### [Selected extract]
begin
Reuters blogger Felix Salmon contends that our tax system encourages income inequality because it generates more revenue for the treasury.
[W]hen you have a progressive tax system, especially when there are surcharges on people making seven-figure incomes, you also have a system where for any given level of national income, the greater the inequality, the greater the government’s tax revenues. And indeed federal revenues have been rising faster than median wages for decades now, thanks to the rich getting ever richer.
Given the government’s insatiable appetite for cash, it’s only natural that it would prefer to tax plutocrats, spending some of that money on poorer Americans, rather than move to a world where poorer Americans earn more (but still don’t pay that much in taxes), and the plutocrats earn less, depriving the national fisc of untold billions in revenue.
The government’s interests, then, are naturally aligned with those of the plutocrats — and when that happens, the chances of change naturally drop to zero.
Kevin Drum looks at the numbers, though, and contends this is nonsense.
Here’s why: although the top 1% (the four richest groups in the chart) has a lot of income, the 60-80th percentile has about the same amount. That’s because although their incomes are a lot lower, there are a lot more of them. So what happens if that group loses, say, 10% of its income and it goes instead to the very tippy-top earners? Answer: total revenue to the government goes up about 1%. The same is roughly true for the other income groups as well.
end
### [Stored data]
begin
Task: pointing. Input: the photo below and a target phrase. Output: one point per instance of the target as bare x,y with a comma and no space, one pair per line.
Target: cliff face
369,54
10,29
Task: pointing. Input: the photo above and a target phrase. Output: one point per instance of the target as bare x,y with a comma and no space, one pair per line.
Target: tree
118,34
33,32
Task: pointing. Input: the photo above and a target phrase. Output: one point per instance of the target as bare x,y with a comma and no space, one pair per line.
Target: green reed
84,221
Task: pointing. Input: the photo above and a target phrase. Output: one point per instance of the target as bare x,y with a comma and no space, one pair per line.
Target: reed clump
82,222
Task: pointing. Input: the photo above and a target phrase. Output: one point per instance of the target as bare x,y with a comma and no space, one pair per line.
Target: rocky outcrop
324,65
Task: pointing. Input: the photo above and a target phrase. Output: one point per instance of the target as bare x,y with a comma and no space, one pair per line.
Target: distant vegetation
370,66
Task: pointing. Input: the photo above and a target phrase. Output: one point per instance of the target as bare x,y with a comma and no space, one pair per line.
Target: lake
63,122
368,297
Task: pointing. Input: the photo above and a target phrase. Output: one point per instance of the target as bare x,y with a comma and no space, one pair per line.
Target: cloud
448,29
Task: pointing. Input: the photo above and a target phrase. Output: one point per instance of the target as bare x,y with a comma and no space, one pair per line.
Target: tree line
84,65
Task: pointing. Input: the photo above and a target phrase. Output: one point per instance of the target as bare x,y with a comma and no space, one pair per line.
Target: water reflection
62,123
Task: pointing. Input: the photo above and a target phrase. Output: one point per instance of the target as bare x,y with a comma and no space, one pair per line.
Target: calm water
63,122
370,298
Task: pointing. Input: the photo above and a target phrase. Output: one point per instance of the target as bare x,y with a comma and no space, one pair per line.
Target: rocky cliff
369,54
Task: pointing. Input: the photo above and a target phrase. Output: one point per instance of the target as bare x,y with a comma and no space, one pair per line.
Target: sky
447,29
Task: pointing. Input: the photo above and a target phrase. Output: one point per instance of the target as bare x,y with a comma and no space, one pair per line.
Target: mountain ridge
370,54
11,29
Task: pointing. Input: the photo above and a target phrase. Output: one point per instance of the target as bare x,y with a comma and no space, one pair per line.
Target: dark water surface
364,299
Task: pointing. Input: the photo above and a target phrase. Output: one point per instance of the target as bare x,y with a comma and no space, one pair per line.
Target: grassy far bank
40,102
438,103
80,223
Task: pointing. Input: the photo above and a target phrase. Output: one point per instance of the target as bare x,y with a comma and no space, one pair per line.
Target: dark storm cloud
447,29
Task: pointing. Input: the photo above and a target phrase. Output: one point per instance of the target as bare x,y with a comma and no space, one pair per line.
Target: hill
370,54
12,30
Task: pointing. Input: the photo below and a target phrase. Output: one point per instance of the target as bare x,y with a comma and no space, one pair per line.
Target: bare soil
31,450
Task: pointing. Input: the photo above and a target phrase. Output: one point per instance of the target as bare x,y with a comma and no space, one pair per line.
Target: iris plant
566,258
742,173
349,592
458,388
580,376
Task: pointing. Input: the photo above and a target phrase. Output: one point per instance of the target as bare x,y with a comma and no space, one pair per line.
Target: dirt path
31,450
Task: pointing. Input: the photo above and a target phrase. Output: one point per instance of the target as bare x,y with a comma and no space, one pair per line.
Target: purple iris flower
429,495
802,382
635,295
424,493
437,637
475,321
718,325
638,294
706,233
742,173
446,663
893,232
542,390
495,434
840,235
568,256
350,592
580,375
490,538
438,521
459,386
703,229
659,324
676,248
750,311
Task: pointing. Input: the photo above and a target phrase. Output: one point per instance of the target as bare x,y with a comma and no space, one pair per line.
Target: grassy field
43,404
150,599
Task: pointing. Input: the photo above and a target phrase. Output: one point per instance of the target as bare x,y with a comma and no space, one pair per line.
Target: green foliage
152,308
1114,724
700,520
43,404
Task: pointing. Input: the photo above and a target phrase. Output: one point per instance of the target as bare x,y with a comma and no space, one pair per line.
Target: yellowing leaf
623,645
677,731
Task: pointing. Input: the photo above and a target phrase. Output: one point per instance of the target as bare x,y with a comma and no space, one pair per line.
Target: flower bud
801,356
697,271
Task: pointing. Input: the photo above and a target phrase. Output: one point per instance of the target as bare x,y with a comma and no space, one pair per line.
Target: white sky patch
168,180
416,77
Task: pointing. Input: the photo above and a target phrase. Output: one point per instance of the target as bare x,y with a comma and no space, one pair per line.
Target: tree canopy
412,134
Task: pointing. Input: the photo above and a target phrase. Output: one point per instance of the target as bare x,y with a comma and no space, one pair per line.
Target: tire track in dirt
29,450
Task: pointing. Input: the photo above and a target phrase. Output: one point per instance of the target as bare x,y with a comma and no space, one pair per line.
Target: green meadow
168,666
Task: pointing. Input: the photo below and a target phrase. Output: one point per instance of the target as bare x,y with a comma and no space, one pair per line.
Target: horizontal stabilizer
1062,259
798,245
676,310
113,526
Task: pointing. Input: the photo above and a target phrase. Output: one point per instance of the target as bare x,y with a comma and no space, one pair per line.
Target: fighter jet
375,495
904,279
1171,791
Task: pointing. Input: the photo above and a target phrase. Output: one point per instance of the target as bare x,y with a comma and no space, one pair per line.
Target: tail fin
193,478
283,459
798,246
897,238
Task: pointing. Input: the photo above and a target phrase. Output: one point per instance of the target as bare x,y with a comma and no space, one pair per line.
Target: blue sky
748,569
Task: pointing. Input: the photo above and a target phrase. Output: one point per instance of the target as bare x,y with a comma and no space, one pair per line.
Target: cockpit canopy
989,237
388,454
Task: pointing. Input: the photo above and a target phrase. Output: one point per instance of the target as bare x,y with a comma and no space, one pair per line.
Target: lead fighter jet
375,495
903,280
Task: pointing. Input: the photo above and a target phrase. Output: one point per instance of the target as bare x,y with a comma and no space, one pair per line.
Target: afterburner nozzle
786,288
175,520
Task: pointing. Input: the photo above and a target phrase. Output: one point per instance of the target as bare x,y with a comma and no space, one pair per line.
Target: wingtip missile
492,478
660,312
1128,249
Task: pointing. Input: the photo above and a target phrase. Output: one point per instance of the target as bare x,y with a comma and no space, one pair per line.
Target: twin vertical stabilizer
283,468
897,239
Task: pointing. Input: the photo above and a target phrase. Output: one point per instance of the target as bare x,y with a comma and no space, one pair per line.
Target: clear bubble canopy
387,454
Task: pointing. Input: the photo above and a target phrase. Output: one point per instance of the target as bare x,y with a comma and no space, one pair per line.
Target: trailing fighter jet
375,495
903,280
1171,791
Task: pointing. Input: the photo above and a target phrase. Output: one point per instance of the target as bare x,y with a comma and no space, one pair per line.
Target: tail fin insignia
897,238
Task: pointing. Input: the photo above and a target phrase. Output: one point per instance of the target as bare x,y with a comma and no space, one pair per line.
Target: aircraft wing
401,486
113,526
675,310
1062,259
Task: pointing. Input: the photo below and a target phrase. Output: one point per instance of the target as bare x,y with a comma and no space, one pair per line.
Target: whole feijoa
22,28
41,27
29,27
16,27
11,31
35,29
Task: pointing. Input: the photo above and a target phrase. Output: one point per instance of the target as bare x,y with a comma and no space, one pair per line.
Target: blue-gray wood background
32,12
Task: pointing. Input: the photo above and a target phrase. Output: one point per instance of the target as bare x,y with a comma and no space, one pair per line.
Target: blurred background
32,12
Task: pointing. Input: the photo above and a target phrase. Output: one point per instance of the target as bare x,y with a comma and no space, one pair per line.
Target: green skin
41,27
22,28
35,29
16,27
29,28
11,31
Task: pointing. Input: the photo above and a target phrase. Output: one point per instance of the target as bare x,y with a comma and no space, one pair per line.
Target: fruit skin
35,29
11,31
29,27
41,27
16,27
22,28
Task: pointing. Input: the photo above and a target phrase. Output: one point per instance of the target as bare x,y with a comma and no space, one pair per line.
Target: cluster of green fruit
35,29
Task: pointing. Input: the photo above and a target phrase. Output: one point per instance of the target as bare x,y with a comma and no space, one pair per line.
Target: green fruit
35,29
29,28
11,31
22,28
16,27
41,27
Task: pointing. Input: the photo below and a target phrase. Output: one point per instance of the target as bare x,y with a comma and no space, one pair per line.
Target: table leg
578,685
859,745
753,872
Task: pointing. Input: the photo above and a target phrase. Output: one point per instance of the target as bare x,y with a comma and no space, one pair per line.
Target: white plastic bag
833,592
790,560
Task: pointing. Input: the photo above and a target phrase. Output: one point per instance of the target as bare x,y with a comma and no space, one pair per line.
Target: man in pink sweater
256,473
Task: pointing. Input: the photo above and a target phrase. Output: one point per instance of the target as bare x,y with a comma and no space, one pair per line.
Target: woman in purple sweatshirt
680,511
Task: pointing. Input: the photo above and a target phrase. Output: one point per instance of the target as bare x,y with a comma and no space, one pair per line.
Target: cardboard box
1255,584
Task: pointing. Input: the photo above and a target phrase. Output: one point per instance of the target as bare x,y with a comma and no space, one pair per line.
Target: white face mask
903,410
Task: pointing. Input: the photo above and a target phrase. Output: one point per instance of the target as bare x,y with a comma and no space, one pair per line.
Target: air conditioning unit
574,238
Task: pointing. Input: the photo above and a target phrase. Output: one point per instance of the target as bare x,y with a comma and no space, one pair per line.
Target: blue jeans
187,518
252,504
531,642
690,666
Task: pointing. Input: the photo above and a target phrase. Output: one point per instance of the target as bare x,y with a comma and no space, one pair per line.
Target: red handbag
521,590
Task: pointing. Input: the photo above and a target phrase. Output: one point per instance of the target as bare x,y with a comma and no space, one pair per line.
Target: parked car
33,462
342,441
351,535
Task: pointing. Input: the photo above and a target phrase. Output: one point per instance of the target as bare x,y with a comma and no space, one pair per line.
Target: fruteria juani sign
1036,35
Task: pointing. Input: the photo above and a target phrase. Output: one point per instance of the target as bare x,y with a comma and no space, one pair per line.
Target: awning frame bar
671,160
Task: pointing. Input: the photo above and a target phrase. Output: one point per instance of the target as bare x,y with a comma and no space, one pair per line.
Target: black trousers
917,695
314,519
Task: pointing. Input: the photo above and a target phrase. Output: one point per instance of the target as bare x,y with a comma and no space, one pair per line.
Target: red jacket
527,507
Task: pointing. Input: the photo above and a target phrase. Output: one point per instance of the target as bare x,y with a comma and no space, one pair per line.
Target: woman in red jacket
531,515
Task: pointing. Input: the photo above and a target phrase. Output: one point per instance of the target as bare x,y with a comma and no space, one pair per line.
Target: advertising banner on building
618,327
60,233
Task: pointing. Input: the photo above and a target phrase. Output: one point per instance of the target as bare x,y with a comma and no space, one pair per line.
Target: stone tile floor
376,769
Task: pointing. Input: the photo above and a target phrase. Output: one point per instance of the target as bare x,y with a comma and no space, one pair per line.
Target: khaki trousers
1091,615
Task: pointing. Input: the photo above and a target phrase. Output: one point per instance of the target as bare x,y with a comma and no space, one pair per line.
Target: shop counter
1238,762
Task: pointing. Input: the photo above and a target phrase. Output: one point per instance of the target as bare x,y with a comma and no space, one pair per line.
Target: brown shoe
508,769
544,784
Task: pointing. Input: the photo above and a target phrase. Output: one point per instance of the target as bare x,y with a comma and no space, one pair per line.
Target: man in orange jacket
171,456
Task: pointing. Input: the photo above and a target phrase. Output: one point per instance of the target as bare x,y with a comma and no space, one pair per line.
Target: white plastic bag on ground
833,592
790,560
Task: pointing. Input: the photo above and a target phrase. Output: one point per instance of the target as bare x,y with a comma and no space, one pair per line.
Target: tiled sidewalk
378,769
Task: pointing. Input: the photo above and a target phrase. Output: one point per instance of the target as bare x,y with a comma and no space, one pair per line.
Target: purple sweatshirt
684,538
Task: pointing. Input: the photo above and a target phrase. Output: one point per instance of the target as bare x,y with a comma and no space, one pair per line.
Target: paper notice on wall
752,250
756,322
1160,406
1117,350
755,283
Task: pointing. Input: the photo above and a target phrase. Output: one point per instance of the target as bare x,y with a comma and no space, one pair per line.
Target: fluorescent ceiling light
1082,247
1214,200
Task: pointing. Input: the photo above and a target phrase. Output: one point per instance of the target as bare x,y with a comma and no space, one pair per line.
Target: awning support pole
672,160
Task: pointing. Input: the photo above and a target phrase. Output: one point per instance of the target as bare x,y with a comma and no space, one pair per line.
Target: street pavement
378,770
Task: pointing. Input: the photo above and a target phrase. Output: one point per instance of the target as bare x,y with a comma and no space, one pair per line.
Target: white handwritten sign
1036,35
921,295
end
### [Required task]
Extend the discussion above of progressive taxes and income inequality, starting right after its last sentence.

### [Exercise answer]
In other words, the federal government doesn’t have much of an incentive to maintain lots of income inequality. Not much fiscal incentive anyway. For the most part, the political incentives swamp the fiscal ones, and unfortunately they aren’t very closely balanced. Pursue policies that raise middle class wages, and the effect is so diffuse and so slow that hardly anyone notices. Pursue policies that benefit the rich and you get immediately showered with oceans of campaign contributions. That’s mostly what motivates our political economy, I think, not tiny changes in the total tax take based on changes in income inequality.
A blogger at The Economist argues that the problem is income taxes themselves.
If the government is desperate for cash, it’s hard to beat the $324 billion per year that would pour in from a 5% VAT.
So if Congress needs all that money, then why doesn’t it adopt a VAT, or something similar? Mr Salmon’s logic would seem to suggest that it’s because the rich understand that a government dependent on them for revenue will continue to enrich them. As such, the rich will actually fight to prevent a less progressive tax system. I’m not sure this is borne out by experience.
Instead, I think that there are serious political difficulties in raising taxes broadly to fund social insurance programmes in a highly unequal society, because the social insurance is perceived as redistributing income over the population, rather than across time. Broad-based tax systems are how most European countries finance their social safety nets; nearly all of the redistributive effect of government programmes results from spending rather than tax policies.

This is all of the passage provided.